> _Exercise_
Reproduce each of the rows below word for word, keeping their order.

[Mask labeling examples]
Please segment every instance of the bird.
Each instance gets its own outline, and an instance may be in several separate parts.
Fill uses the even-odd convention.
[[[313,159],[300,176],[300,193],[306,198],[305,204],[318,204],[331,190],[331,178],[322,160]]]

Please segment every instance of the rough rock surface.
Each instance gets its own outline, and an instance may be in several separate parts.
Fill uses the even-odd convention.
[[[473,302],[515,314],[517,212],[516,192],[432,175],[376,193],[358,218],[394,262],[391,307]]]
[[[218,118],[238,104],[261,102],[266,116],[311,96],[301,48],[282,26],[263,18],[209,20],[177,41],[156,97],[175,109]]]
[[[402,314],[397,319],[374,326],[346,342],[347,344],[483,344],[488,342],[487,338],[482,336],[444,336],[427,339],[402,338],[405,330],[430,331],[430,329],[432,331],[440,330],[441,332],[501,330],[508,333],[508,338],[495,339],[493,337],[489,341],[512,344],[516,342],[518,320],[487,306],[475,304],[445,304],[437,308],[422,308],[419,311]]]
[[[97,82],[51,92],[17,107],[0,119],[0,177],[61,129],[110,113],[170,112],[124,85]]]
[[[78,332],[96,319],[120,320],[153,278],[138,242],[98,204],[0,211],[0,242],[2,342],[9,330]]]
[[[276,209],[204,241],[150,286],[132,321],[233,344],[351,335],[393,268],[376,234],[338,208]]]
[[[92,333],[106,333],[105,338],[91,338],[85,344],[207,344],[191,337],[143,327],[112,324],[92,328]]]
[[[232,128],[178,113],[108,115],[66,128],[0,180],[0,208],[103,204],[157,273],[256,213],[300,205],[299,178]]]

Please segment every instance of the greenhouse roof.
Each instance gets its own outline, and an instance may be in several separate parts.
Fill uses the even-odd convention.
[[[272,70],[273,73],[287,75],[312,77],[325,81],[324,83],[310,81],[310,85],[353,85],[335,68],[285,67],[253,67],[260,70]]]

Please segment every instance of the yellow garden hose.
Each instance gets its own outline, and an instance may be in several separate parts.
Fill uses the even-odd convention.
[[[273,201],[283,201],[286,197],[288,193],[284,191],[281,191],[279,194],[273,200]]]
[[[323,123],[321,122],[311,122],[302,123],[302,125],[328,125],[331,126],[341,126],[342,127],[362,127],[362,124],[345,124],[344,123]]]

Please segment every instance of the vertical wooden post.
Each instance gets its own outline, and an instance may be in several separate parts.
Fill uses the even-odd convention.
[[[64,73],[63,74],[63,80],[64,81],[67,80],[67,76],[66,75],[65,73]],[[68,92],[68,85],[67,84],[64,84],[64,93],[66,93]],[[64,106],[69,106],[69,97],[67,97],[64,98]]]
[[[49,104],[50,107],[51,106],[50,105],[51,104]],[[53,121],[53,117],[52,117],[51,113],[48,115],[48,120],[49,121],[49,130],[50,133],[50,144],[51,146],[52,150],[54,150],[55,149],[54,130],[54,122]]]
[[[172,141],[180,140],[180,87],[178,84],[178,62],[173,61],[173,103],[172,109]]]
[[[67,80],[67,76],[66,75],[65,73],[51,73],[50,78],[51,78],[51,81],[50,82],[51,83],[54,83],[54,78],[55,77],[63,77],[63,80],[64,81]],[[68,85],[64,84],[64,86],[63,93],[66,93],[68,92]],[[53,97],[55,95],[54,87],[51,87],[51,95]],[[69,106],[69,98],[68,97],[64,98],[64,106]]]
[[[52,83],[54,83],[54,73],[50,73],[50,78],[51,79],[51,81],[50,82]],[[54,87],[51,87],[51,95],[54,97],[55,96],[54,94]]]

> _Task result_
Please segment every instance of the bird.
Each instance gets its own outline, and an instance may be in several separate parts.
Fill uses the even-odd convention.
[[[313,159],[300,176],[300,193],[306,198],[305,204],[318,204],[331,190],[331,178],[322,160]]]

Please segment every instance of the rough rock surface.
Each instance gets its own outline, and an instance may be in several separate parts.
Fill uses the even-odd convention.
[[[473,302],[515,314],[517,212],[516,192],[432,175],[376,193],[358,218],[394,262],[391,307]]]
[[[218,118],[238,104],[261,102],[266,116],[311,96],[301,48],[282,26],[263,18],[209,20],[177,41],[156,97],[175,109]]]
[[[402,314],[397,319],[374,326],[346,342],[347,344],[483,344],[488,342],[487,338],[482,336],[444,336],[427,339],[402,338],[405,330],[430,331],[430,329],[432,331],[440,330],[441,332],[501,330],[508,333],[508,338],[495,339],[493,337],[489,341],[512,344],[516,342],[518,320],[487,306],[475,304],[445,304],[437,308],[422,308],[419,311]]]
[[[97,82],[51,92],[17,107],[0,119],[0,177],[61,129],[110,113],[170,112],[124,85]]]
[[[78,332],[96,319],[120,320],[153,278],[138,242],[98,204],[0,211],[0,242],[2,342],[9,330]]]
[[[276,209],[204,241],[150,286],[132,321],[233,344],[351,335],[393,268],[376,234],[338,208]]]
[[[92,333],[106,333],[105,338],[91,338],[85,344],[207,344],[191,337],[143,327],[112,324],[92,328]]]
[[[232,128],[178,113],[108,115],[66,128],[0,180],[0,208],[103,204],[157,273],[256,213],[300,205],[299,178]]]

Please segment every instance of the greenhouse roof.
Each instance gets its own outline, and an instance may be in several separate parts.
Fill uses the even-odd convention.
[[[272,70],[273,73],[287,75],[312,77],[325,81],[324,83],[310,81],[310,85],[353,85],[335,68],[285,67],[253,67],[260,70]]]

Please segment every instance of the yellow garden hose.
Each instance gets its own outline, and an instance may be in several separate parts.
Fill uses the even-odd convention.
[[[273,201],[283,201],[286,197],[288,193],[284,191],[281,191],[279,194],[273,200]]]
[[[323,123],[321,122],[311,122],[302,123],[302,125],[328,125],[331,126],[341,126],[342,127],[362,127],[362,124],[345,124],[344,123]]]

Please segment every instance of the vertical wooden post.
Each instance gets its own outline, and an instance may be in several separate parts.
Fill uses the even-odd convention.
[[[64,73],[63,74],[63,80],[64,81],[67,80],[67,76],[66,75],[65,73]],[[68,92],[68,85],[67,84],[64,84],[64,93],[66,93]],[[64,106],[69,106],[69,97],[67,97],[64,98]]]
[[[49,104],[50,107],[51,106],[50,105],[51,104]],[[53,121],[53,117],[52,117],[51,113],[48,115],[48,120],[49,121],[49,130],[50,133],[50,144],[51,146],[52,150],[54,150],[55,149],[54,130],[54,122]]]
[[[172,141],[180,140],[180,87],[178,84],[178,62],[173,61],[173,103],[172,109]]]
[[[67,80],[67,76],[66,75],[65,73],[51,73],[50,78],[51,78],[51,81],[50,82],[51,83],[54,83],[54,78],[55,77],[63,77],[63,80],[64,81]],[[68,85],[64,84],[64,86],[63,93],[66,93],[68,92]],[[53,97],[55,95],[54,87],[51,87],[51,95]],[[69,106],[69,98],[68,97],[64,98],[64,106]]]
[[[52,83],[54,83],[54,73],[50,73],[50,78],[51,79],[51,81],[50,82]],[[54,87],[51,87],[51,95],[54,97],[55,96],[54,94]]]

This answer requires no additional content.